> Exercise task A: In the article on gold as an investment, where and approximately when were the first known coins containing gold struck?
> Exercise task B: Mark each statement yes or no according to the article on gold as an investment, and quote the words that decide it: (i) Buying physical gold can bring extra costs such as storage fees and insurance. (ii) The coinage act of 1873 demonetized gold. (iii) Under the bimetallic standard the United States attempted, silver was meant for large denominations.

> Text provided:
-*-*-

Gold as an Investment

Why people buy it?


Nicoló Patti

2 years ago | 5 min read

Among all precious metals that are available on Earth, gold is surely one that stands out, in fact, nowadays it is the most popular one from an investing point of view and is generally purchased by investors as a way to diversify risk, especially through the use of futures contracts and derivatives (contracts that derive their value from the performance of an underlying entity).

Investors that decide to invest in gold can do it in 3 different ways, by purchasing the physical asset, by purchasing a mutual fund or exchange-traded fund (ETF) that replicates the fluctuations of the gold price, or by relying on the commodities market, by trading gold options.

In general, given that buying physical gold may sometimes be costly due to additional costs that arise in the form of transaction or storage fees as well as insurance.

Moreover, on the other hand, the purchase of options which represents the right (but not the obligation) to buy or sell an asset at a specific price at a certain point in the future, is more of a speculative activity which needs a lot of research and ability to be used in a correct way.

This is why people generally tend to rely more on ETFs or other instruments that replicate the movements of the commodity and therefore gives to investors direct exposure to the metal’s price moves, combined with a sufficient level of liquidity, which gives them the opportunity to sell what they own if they need to.


In the past, in addition to being used for jewelry and other arts, gold has been used for a long time as a means of exchange, for efficient indirect exchange (as opposed to barter), and as a store of wealth.

As a new means of exchange, it was used in different forms of fixed weight and purity, like gold bullion coins and bars. The first known coins containing gold were struck in Asia Minor, around 600 BC, then from an earlier preference of European economies toward the use of silver, during the thirteen and fourteen centuries they re-established the minting of gold as coinage.

The Gold Standard

Then, in more recent times, after the introduction of bills and gold certificates, we have seen in the 19th Century, the introduction of a new monetary system in major economies around the world the gold standard.

The gold standard is a monetary system in which the standard economic unit of account is based on a fixed quantity of gold. It arose from the widespread acceptance of gold as a currency.

In fact, countries like the United States, at the beginning of the 19th century attempted to create a bimetallic standard, where the intention was to use gold for large denominations, and silver for smaller ones. but however, the main problem with this system was that the metals’ absolute and relative market prices changed.

Anyway, they kept the bimetallic standard even after the Civil War, where, with the coinage act of 1873, silver was demonetized, and subsequently silver started to be used solely in coins worth less than $1.

Towards the end of the 19th century, some silver standard countries began to peg their silver coin units to the gold standards of the United Kingdom or the United States.

-*-*-

> Listed records:
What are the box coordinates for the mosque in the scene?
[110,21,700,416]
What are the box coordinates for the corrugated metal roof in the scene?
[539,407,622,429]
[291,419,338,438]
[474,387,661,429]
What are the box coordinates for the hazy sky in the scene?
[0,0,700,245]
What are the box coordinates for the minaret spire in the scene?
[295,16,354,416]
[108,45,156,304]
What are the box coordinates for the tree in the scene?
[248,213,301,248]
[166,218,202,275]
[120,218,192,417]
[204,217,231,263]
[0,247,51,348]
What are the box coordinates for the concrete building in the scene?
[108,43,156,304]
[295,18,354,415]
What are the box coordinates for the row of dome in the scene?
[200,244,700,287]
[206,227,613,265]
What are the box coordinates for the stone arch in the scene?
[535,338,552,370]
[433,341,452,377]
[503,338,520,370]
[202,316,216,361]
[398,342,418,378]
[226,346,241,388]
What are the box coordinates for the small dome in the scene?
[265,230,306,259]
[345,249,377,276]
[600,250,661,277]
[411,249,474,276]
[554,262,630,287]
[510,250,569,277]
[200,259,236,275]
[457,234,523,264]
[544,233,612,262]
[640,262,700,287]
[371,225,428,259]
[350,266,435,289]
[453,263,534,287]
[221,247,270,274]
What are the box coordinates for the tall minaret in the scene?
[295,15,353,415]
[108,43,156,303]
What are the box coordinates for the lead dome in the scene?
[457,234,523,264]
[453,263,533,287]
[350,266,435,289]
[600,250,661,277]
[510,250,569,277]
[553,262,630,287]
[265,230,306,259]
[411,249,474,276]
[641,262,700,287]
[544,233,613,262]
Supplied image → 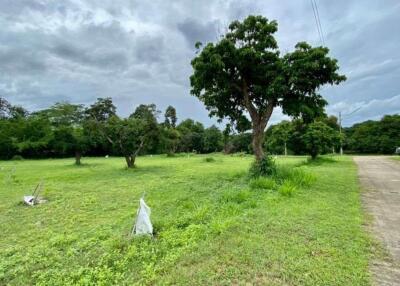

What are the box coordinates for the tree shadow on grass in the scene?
[302,156,338,166]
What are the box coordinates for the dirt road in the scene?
[354,156,400,286]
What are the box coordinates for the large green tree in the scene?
[103,116,147,168]
[164,105,177,128]
[190,16,345,160]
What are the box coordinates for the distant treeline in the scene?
[266,114,400,155]
[0,98,400,161]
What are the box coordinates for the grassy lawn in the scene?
[0,155,370,285]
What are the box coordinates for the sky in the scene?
[0,0,400,126]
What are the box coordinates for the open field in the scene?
[0,155,371,285]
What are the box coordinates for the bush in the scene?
[249,177,276,190]
[11,155,24,161]
[278,180,297,197]
[249,156,276,178]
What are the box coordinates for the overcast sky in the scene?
[0,0,400,126]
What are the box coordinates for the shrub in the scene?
[249,177,276,190]
[204,157,215,163]
[11,155,24,161]
[278,180,297,197]
[249,156,276,178]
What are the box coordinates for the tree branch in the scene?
[242,79,258,120]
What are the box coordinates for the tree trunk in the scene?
[75,151,82,166]
[285,141,287,156]
[242,79,274,162]
[125,155,136,168]
[311,151,318,160]
[253,120,266,161]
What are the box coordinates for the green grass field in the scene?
[0,155,371,285]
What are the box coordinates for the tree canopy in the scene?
[190,16,345,160]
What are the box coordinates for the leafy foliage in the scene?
[190,16,345,160]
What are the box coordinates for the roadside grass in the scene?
[0,154,371,285]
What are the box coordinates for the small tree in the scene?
[104,116,146,168]
[164,105,177,128]
[302,121,338,160]
[49,126,87,166]
[190,16,345,161]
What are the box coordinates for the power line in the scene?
[313,0,325,46]
[310,0,325,46]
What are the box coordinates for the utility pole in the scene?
[339,111,343,156]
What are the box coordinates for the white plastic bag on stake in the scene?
[132,198,153,235]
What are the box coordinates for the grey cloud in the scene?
[177,18,219,49]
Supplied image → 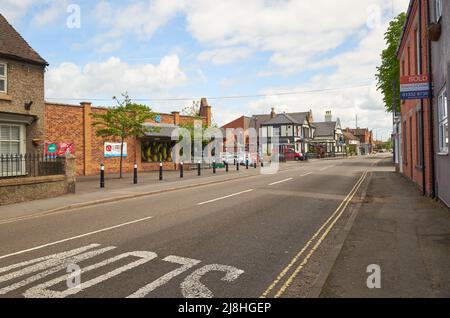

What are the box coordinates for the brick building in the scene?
[345,128,373,155]
[428,0,450,206]
[0,14,48,160]
[45,99,211,175]
[397,0,433,194]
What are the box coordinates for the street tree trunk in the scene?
[119,137,123,179]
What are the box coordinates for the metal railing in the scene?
[0,154,64,179]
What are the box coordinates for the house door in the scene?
[0,123,26,177]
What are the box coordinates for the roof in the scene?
[314,121,337,137]
[0,13,48,65]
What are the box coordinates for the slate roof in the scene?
[0,13,48,65]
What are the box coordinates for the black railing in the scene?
[0,154,64,178]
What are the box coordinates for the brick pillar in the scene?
[80,102,92,176]
[172,112,180,126]
[64,155,77,193]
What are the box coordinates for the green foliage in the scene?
[92,93,156,178]
[376,12,406,112]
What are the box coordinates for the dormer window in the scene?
[0,63,8,94]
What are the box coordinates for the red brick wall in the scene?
[398,0,432,194]
[45,103,84,175]
[45,103,208,175]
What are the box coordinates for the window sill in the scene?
[0,93,12,102]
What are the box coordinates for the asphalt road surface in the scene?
[0,158,384,298]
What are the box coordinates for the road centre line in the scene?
[0,216,153,259]
[197,189,255,205]
[269,178,294,186]
[260,171,367,298]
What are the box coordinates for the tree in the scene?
[375,12,406,112]
[92,93,155,178]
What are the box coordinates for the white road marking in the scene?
[0,246,115,295]
[0,216,153,259]
[198,189,254,205]
[180,264,244,298]
[23,251,158,298]
[269,178,294,186]
[127,255,201,298]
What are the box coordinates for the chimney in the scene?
[270,107,277,119]
[172,112,180,126]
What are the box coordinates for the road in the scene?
[0,158,384,298]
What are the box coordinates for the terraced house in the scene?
[0,14,48,164]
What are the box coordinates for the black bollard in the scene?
[180,162,184,178]
[133,163,137,184]
[100,163,105,188]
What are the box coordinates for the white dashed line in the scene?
[198,189,254,205]
[0,216,153,259]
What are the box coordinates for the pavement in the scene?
[320,161,450,298]
[0,157,448,298]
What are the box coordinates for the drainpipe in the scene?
[417,0,427,196]
[427,1,436,198]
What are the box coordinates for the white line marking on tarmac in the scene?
[0,216,153,259]
[269,178,294,186]
[198,189,254,205]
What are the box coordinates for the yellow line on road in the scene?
[260,171,367,298]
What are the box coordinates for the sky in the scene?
[0,0,409,140]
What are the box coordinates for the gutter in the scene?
[427,1,436,199]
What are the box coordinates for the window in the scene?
[0,63,8,93]
[0,124,25,177]
[434,0,442,21]
[438,88,448,154]
[415,30,422,75]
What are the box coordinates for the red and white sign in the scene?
[105,142,127,158]
[400,75,430,99]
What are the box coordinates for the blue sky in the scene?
[0,0,409,139]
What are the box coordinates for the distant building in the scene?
[345,128,373,156]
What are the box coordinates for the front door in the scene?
[0,123,26,177]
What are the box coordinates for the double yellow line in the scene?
[260,171,368,298]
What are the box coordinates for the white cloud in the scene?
[33,0,69,26]
[46,55,187,99]
[198,47,252,65]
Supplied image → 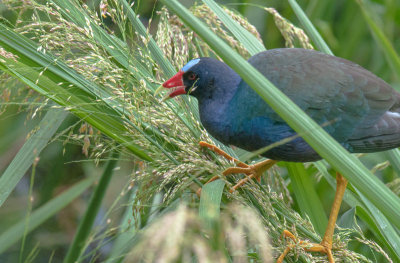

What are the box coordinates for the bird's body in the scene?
[173,49,400,162]
[163,49,400,263]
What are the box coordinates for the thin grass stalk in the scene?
[0,177,96,254]
[63,151,119,263]
[0,109,68,207]
[286,163,328,235]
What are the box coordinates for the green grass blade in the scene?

-*-*-

> Task output A: In Asia Minor, around 600 BC.

> Task output B:
(i) Yes: "additional costs that arise in the form of transaction or storage fees as well as insurance"
(ii) No: "with the coinage act of 1873, silver was demonetized"
(iii) No: "the intention was to use gold for large denominations, and silver for smaller ones"